[Stored items from a collection]
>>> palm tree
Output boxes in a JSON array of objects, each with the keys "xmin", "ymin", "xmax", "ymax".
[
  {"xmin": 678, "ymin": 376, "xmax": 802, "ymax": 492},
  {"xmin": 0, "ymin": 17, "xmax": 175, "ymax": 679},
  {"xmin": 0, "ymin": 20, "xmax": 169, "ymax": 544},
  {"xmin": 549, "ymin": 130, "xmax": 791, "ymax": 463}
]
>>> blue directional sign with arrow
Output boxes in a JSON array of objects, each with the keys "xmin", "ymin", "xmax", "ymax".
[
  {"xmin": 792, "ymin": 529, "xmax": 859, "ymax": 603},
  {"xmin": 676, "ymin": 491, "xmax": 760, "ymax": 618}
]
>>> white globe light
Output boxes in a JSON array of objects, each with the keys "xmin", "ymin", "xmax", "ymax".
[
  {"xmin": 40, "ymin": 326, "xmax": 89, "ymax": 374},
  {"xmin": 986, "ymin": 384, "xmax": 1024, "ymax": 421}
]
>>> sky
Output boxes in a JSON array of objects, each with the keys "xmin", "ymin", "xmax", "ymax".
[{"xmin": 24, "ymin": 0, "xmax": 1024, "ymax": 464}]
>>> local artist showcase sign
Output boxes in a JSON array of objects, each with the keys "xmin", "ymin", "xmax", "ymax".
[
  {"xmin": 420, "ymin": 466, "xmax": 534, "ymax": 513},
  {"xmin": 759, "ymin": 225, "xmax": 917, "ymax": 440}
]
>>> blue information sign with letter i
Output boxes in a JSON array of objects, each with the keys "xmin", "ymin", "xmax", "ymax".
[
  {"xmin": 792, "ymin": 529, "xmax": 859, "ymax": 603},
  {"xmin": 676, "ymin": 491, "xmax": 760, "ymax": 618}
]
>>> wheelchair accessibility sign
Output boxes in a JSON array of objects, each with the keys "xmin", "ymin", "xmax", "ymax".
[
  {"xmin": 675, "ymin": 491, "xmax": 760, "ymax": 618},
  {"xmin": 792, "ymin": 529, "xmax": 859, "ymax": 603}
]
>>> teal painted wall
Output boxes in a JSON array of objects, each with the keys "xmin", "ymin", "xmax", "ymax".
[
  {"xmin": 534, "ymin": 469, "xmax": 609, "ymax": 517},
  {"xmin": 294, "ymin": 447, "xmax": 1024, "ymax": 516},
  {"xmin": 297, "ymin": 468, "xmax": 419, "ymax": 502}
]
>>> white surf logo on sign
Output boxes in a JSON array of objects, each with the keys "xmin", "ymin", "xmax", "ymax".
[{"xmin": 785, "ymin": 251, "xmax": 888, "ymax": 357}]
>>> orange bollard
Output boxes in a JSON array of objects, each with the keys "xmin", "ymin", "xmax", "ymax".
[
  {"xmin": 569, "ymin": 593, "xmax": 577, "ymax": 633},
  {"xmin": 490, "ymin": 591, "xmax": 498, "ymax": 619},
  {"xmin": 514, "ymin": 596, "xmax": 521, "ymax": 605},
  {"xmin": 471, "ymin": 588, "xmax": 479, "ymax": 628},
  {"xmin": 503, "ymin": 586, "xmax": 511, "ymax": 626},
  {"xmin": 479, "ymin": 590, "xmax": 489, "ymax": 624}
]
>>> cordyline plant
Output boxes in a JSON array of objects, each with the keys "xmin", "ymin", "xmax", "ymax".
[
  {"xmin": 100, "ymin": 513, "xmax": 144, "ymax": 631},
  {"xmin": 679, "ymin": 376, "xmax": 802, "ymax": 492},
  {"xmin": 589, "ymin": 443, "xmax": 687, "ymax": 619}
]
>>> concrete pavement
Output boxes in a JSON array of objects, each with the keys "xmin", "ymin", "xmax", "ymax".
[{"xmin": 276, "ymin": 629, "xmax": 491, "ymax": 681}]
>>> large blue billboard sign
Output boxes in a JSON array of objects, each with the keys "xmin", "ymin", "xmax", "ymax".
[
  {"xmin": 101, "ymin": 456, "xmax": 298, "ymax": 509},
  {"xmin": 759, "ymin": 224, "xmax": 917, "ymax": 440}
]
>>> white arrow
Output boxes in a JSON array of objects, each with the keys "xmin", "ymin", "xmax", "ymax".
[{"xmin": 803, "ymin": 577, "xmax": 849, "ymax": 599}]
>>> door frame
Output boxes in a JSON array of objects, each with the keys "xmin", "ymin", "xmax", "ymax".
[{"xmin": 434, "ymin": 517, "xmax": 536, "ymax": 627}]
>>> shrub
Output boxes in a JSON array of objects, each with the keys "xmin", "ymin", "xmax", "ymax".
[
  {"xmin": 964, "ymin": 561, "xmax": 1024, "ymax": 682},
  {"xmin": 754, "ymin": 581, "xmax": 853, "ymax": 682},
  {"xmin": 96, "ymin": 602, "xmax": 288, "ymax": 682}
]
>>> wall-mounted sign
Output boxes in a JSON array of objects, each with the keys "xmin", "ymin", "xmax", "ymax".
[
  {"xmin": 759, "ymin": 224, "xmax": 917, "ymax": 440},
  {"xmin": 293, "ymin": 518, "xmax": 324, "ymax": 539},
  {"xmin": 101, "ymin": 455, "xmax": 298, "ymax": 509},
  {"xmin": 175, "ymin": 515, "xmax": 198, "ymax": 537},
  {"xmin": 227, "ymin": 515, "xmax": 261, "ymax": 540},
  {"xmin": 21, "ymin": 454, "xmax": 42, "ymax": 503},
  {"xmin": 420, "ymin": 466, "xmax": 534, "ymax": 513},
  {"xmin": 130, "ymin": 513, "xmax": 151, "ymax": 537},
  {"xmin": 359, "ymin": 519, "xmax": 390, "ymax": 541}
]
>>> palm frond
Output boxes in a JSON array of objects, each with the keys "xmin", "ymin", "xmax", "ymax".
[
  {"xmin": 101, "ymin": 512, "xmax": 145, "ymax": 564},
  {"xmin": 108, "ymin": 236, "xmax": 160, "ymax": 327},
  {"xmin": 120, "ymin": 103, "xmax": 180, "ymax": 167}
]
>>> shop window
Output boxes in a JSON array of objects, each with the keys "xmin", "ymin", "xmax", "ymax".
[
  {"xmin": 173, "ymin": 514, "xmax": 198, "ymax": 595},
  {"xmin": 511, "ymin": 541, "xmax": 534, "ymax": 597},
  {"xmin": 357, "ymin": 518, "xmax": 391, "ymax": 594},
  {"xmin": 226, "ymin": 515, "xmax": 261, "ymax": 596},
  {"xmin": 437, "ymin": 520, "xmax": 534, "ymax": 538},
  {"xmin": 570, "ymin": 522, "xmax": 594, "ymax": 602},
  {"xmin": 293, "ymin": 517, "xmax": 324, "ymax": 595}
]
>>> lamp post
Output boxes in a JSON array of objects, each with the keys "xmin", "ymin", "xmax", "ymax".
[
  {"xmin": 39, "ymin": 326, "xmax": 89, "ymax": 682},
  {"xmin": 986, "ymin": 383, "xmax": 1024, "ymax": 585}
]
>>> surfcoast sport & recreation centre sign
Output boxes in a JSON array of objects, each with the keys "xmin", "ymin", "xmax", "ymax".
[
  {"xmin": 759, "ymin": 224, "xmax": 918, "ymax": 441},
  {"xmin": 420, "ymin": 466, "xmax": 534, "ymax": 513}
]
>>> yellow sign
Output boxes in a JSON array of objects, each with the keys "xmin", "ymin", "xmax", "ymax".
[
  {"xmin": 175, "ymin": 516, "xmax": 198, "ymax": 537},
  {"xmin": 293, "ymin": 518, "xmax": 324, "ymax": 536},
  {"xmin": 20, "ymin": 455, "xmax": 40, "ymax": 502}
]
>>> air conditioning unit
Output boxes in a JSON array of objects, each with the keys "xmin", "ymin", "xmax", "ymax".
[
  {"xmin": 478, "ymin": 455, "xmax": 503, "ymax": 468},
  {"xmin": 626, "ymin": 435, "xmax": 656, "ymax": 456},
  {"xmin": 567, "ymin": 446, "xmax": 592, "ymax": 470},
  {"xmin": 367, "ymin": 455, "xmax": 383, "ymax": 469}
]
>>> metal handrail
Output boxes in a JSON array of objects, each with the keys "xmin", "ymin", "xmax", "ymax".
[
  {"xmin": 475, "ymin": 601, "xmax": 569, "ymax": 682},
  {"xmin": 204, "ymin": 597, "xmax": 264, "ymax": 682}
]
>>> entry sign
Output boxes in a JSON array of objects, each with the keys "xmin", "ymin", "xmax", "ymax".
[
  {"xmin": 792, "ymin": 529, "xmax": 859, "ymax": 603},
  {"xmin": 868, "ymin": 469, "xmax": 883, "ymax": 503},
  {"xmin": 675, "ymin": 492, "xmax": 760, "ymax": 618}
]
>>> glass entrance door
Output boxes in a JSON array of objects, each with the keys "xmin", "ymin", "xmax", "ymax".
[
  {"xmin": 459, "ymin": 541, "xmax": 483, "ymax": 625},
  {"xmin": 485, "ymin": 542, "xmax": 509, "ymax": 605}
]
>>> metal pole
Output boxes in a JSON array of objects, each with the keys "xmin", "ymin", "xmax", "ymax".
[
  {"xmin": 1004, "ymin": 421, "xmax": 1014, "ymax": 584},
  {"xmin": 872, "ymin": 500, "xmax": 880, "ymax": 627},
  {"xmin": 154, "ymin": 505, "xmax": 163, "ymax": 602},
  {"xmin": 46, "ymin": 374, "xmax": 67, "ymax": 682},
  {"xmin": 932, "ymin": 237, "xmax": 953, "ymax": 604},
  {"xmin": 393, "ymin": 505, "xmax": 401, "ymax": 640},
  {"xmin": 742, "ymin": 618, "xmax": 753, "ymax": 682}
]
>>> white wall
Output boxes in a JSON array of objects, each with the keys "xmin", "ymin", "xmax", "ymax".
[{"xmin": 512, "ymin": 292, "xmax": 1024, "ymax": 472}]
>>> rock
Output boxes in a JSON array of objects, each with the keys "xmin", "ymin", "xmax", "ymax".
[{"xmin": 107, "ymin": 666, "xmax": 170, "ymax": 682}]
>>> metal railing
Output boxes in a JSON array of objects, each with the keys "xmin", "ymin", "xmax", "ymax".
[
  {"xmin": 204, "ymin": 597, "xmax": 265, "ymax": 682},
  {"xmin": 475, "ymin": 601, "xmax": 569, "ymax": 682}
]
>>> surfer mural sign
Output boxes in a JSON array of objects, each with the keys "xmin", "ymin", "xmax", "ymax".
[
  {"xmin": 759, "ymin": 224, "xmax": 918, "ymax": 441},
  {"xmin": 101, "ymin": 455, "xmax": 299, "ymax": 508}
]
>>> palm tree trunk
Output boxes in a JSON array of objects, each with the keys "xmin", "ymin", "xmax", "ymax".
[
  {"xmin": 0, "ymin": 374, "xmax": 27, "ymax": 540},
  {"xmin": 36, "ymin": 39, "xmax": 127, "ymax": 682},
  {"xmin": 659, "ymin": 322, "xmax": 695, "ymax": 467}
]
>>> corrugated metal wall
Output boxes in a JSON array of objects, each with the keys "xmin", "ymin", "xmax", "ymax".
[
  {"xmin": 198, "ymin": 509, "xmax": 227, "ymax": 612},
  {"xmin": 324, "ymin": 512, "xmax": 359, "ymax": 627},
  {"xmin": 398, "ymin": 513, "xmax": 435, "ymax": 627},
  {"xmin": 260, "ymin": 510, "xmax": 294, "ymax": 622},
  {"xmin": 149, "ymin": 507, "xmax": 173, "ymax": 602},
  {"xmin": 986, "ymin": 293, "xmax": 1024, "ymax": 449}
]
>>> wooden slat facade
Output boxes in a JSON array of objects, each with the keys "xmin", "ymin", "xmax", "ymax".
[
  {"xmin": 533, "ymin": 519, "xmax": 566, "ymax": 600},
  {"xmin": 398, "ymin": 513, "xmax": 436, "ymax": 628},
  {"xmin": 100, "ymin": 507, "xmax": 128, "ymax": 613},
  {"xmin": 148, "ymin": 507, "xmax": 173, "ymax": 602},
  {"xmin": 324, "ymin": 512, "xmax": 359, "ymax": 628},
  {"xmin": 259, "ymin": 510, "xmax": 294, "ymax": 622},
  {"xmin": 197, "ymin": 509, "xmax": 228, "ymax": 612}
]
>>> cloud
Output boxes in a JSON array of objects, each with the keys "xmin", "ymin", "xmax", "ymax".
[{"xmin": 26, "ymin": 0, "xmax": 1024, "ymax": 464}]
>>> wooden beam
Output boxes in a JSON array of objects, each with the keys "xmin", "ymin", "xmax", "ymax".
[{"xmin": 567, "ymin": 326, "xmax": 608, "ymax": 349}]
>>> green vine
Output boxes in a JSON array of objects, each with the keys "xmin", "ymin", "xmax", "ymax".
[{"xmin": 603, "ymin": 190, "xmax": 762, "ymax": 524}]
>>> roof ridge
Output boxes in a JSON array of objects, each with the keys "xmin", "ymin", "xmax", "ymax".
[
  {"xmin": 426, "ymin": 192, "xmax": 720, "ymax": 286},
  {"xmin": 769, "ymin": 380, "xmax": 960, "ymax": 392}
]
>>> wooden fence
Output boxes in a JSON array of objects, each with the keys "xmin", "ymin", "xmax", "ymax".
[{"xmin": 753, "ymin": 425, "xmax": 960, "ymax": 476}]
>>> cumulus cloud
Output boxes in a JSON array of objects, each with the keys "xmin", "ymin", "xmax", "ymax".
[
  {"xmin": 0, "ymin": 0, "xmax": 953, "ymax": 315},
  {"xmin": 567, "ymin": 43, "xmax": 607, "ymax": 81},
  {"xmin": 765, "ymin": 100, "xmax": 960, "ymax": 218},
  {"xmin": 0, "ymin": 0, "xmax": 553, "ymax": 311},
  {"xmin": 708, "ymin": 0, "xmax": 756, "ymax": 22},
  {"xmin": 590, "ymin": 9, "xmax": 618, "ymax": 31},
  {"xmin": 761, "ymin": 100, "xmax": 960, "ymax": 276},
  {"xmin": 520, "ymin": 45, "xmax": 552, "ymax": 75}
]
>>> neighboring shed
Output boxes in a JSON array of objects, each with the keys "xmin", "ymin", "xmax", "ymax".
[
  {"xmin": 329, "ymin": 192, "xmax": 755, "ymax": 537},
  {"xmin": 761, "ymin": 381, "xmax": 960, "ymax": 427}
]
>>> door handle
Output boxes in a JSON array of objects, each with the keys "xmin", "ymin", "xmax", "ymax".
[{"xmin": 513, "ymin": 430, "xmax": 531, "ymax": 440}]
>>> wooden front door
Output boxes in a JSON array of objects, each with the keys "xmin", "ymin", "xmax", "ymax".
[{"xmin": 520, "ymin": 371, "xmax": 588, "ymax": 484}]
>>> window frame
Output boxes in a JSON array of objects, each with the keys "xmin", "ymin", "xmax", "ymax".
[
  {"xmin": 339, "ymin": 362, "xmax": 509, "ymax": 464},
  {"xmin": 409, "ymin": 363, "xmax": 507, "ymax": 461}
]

## What the task requires
Each line of the data that includes the word "wall" counts once; report the total and nothing more.

## Task result
4